■ Exercise requirements
Rewrite the listing from its first line through the line that contains "109 125 L 112", inclusive, with the requests kept as they are. Multiply every coordinate in the answer paths by 1.1 and round each result to a whole number, rounding halves up, but leave the numbers in the requests and their format samples unchanged.

■ Region segmentation data
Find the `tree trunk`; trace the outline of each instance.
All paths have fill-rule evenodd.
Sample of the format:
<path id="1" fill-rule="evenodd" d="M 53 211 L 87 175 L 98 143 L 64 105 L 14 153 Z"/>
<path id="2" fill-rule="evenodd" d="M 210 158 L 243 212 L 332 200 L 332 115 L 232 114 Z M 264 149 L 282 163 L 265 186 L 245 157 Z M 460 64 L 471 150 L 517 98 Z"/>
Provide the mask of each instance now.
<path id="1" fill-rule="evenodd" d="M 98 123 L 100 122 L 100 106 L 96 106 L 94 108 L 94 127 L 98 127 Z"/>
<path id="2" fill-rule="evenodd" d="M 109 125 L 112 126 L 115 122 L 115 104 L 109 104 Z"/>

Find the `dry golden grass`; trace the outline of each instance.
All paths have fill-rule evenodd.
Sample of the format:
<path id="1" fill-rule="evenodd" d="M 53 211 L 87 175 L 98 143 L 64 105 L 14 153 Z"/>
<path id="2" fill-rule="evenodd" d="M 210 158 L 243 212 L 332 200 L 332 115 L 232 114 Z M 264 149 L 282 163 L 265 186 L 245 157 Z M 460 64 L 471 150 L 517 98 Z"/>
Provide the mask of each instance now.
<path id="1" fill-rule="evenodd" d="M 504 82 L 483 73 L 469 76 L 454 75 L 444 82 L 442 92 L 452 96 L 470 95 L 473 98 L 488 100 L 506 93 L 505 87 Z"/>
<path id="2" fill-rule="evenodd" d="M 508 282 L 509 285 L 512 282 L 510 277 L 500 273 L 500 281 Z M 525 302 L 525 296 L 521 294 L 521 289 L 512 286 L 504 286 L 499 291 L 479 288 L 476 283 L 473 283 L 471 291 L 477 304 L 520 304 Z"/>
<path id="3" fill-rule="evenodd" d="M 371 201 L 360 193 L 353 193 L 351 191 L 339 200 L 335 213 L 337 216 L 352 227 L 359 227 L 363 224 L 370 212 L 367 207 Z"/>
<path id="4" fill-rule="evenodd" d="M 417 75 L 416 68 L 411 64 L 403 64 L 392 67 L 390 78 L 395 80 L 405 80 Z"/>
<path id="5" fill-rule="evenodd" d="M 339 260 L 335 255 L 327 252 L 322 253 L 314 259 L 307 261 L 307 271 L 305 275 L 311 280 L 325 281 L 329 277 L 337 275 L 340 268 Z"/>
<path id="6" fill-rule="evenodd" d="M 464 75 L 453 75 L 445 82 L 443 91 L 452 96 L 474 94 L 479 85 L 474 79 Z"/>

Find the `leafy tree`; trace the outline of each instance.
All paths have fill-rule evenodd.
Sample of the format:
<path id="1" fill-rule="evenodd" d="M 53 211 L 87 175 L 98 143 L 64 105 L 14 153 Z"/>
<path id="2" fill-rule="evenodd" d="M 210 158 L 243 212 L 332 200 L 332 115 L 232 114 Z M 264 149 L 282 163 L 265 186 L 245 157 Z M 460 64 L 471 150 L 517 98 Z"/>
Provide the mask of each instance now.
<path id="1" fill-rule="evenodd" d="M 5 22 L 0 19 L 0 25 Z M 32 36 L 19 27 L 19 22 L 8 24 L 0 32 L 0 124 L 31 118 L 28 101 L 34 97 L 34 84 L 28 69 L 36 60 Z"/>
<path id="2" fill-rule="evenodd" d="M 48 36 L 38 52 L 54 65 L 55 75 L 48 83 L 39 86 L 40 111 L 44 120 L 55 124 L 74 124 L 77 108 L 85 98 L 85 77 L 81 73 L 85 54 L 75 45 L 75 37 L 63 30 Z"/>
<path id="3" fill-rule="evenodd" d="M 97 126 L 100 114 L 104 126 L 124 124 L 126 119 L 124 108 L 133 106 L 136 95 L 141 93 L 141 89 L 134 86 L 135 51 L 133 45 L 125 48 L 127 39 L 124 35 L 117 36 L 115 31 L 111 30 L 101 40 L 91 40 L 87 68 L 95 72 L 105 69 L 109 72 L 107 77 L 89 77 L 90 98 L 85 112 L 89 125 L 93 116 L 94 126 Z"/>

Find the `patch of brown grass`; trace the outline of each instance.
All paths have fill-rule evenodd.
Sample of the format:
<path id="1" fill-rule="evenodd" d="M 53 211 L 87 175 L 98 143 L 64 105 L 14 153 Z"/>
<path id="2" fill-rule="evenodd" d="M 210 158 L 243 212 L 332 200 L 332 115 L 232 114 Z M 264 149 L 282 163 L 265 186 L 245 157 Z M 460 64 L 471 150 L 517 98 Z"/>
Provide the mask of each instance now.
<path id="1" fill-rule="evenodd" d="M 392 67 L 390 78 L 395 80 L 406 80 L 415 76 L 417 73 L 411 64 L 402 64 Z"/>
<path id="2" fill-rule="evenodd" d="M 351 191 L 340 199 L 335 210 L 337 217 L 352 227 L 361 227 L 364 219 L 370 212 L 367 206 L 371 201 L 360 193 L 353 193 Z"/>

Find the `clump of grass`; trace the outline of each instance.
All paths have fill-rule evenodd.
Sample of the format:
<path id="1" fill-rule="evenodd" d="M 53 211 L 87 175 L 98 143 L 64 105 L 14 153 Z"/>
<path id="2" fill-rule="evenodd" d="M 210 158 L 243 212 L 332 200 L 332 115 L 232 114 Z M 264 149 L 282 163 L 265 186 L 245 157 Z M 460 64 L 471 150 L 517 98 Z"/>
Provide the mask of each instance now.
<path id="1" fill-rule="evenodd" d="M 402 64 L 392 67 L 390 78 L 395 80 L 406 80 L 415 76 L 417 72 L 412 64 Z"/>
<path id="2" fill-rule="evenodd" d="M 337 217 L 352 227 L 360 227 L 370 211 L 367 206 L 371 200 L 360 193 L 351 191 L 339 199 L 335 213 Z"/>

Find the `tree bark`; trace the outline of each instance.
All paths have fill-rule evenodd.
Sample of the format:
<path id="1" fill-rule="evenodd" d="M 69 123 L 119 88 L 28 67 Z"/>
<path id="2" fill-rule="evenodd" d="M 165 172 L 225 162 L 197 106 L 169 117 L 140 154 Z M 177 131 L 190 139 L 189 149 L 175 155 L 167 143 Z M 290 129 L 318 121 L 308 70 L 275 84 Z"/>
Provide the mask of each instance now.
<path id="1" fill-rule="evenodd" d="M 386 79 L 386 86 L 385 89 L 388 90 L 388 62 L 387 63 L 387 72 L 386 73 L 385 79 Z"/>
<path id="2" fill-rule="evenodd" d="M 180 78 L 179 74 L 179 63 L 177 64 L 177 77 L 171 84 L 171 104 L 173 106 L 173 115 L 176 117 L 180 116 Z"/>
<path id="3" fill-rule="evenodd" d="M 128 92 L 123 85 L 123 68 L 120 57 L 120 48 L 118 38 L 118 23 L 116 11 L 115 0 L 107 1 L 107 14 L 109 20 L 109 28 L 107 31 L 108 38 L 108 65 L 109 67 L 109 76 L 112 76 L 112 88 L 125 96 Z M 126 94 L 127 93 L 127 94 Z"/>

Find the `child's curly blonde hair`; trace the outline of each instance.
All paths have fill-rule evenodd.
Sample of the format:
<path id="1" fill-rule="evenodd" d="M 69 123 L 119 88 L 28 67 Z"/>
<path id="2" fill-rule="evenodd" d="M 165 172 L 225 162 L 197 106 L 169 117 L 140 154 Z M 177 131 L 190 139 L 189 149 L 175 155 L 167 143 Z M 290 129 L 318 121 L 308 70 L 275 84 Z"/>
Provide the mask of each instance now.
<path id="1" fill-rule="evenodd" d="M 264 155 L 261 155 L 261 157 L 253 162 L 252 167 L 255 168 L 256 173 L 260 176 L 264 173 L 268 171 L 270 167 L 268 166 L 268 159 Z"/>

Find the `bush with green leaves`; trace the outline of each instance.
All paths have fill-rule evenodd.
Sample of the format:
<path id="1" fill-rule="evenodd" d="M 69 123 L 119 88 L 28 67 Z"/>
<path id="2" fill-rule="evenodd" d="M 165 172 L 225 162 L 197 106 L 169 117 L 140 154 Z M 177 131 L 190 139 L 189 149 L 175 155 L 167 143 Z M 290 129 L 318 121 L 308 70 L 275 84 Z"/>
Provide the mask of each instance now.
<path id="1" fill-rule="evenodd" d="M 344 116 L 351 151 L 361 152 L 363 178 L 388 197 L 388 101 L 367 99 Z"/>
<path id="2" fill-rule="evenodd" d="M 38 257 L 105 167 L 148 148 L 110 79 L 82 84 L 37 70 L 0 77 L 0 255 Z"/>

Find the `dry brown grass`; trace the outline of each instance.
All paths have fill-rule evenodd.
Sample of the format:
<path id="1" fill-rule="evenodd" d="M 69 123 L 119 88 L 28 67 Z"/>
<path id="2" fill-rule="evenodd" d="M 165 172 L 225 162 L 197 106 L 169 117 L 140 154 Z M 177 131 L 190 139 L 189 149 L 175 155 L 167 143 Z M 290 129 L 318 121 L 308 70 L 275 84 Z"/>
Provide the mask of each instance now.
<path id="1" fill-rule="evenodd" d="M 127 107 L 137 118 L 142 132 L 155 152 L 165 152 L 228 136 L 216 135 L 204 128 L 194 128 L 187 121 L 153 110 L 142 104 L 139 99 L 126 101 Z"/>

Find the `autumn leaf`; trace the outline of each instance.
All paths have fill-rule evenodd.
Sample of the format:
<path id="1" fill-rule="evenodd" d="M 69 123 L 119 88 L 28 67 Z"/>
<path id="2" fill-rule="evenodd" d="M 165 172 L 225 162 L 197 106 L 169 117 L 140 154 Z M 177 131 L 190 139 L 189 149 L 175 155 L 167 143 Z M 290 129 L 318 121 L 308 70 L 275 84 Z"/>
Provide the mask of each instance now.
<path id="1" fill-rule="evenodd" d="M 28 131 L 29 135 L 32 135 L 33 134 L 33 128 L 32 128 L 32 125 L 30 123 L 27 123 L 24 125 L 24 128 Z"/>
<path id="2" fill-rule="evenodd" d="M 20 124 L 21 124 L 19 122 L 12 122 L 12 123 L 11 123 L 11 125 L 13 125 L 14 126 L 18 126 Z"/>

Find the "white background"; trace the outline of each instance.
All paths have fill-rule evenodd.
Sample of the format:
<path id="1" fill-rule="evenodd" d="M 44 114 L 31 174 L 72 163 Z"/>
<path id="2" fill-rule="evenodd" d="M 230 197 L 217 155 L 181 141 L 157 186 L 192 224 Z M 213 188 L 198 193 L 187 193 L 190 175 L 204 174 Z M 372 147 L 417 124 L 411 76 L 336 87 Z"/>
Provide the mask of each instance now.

■ Exercise output
Find the `tree trunk`; trace the outline of each instance.
All paths have fill-rule evenodd.
Sample of the format:
<path id="1" fill-rule="evenodd" d="M 53 211 L 87 175 L 98 143 L 64 105 L 14 153 Z"/>
<path id="2" fill-rule="evenodd" d="M 210 158 L 243 212 L 332 200 L 332 115 L 232 114 Z M 264 149 L 282 163 L 265 186 L 245 157 Z M 460 64 L 471 150 L 517 98 Z"/>
Provide the mask of each instance now.
<path id="1" fill-rule="evenodd" d="M 108 135 L 110 134 L 110 117 L 106 117 L 103 119 L 103 140 L 108 140 Z"/>
<path id="2" fill-rule="evenodd" d="M 120 138 L 123 139 L 127 134 L 127 114 L 120 114 Z"/>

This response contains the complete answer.